INSTRUÇÕES E REQUISITOS:
Extraia as linhas dos itens, do início até a linha que contém "Now the pond", incluindo essa linha. Reproduza-as sem nenhuma alteração.

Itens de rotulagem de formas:
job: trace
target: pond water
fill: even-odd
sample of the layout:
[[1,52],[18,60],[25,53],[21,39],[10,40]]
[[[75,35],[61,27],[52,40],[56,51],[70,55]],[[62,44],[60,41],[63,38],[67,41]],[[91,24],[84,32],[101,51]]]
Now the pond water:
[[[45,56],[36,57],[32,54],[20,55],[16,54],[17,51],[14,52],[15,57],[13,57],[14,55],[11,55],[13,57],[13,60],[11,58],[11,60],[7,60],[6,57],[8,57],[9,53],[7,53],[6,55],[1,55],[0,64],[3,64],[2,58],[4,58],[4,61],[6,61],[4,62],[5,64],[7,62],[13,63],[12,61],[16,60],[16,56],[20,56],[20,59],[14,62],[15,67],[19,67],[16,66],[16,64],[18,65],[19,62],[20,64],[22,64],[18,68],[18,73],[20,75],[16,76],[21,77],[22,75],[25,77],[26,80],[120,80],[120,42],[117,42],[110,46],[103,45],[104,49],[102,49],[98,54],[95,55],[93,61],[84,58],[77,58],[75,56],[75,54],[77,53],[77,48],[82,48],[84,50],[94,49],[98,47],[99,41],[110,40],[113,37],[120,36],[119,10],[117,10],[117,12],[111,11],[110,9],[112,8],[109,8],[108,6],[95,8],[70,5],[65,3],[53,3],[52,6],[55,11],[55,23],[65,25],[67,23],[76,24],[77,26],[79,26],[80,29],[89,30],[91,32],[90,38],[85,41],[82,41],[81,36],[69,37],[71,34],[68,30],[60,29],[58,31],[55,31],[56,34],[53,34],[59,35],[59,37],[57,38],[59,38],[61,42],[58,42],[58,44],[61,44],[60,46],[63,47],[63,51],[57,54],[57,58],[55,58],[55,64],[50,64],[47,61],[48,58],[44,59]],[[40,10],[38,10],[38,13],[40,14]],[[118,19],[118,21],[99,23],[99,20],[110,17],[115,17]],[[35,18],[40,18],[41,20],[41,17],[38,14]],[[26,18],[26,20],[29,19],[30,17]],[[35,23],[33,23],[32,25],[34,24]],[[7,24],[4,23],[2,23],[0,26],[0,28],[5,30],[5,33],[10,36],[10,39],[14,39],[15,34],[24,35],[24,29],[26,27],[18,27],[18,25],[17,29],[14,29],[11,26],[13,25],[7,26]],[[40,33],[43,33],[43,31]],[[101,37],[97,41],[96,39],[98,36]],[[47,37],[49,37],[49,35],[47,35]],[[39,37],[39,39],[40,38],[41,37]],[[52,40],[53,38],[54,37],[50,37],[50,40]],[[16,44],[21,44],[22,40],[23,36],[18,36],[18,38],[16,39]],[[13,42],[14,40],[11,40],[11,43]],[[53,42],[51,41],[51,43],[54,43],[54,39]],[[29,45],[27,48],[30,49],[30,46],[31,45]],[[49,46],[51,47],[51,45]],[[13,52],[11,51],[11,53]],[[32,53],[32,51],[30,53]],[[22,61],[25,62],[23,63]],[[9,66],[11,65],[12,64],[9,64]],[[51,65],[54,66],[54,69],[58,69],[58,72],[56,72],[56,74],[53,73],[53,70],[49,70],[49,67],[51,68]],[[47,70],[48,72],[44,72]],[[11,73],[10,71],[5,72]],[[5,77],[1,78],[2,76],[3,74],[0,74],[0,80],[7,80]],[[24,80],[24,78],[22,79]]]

SAÍDA COMPLETA:
job: trace
target: pond water
fill: even-odd
sample of the layout:
[[1,52],[18,60],[25,53],[21,39],[10,40]]
[[[75,35],[61,27],[52,40],[56,51],[70,55]],[[62,44],[60,41],[63,38],[67,41]],[[91,24],[84,32],[101,51]]]
Now the pond water:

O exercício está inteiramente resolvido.